Eh bien personnellement j'ai beaucoup aimé cette série...

Demosthene
16/03/2022 à 17:32

Je me suis endormie 3 fois devant. Ça veut tout dire. C'est vraiment du déjà vu. Dommage.

Ded
16/03/2022 à 13:43

Le véritable tour de force de cette série est d'avoir substitué à une montée en tension que justifierai une intrigue aussi "touffue" jusqu'à son climax final, l'énergie d'un marathon couru à reculons. Et qui culmine in fine au paroxysme d'un ennui à hurler. 45 minutes, depuis qu'il ont passé les cadènes au gros vilain méchant Nick (le spectateur !), d'auto-flagellation morale, de jérémiades lacrymales et d'échanges de regards de cocker, dépité qu'on lui ait changé ses croquettes préférées. 45 mn de scénario en état de mort cérébrale dans l'attente d'un hypothétique rebondissement, histoire de compenser un peu mes trois soirées perdues ! Las ! ça m'apprendra à me laisser encore tenter, à mon âge, par une proposition filmique sur le seul nom d'un(e) artiste...

Birdy en noir
16/03/2022 à 11:54

@ Kimfist : je peux passer 45min à chercher un truc à regarder et baisser les bras. Et c'est la même sur Amazon. Affligeant.

Pi
16/03/2022 à 05:04

Une série que j'ai lâché au second épisode tellement le personnage de la fille est stupide et les situations qu'elle provoque par son comportement sont téléphonées.

# [Objectif de l'exercice]
Répondez à ces questions sur les commentaires de l'extrait :
(a) Combien de fois le commentaire signé Demosthene dit-il s'être endormi devant la série ?
(b) À quel épisode la série a-t-elle été lâchée d'après le commentaire signé Pi ?
(c) Combien de temps le commentaire signé Birdy en noir dit-il pouvoir passer à chercher un truc à regarder ?

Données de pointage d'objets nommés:

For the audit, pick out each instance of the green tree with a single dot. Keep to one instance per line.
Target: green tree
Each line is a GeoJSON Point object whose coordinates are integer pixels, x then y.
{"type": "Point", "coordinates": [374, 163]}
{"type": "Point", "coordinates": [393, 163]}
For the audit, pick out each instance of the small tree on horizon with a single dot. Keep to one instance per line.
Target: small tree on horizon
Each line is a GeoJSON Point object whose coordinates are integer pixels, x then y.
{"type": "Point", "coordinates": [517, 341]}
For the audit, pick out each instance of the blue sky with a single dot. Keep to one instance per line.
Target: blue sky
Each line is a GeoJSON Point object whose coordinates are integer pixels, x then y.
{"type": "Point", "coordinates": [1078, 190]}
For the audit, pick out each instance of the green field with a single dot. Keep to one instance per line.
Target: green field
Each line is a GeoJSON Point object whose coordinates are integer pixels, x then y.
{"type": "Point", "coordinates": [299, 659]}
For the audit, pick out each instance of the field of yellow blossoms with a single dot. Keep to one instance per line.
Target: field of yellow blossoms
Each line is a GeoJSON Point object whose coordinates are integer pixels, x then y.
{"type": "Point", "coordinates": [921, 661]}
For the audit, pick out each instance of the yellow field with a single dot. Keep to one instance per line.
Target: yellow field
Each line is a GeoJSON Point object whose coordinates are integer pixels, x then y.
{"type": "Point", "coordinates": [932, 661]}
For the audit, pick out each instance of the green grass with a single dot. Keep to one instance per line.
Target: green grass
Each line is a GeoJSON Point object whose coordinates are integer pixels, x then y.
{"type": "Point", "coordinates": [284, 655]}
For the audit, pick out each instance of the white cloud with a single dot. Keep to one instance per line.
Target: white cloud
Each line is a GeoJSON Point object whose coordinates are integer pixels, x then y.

# [Résultat]
(a) 3 fois.
(b) Au second épisode.
(c) 45 minutes.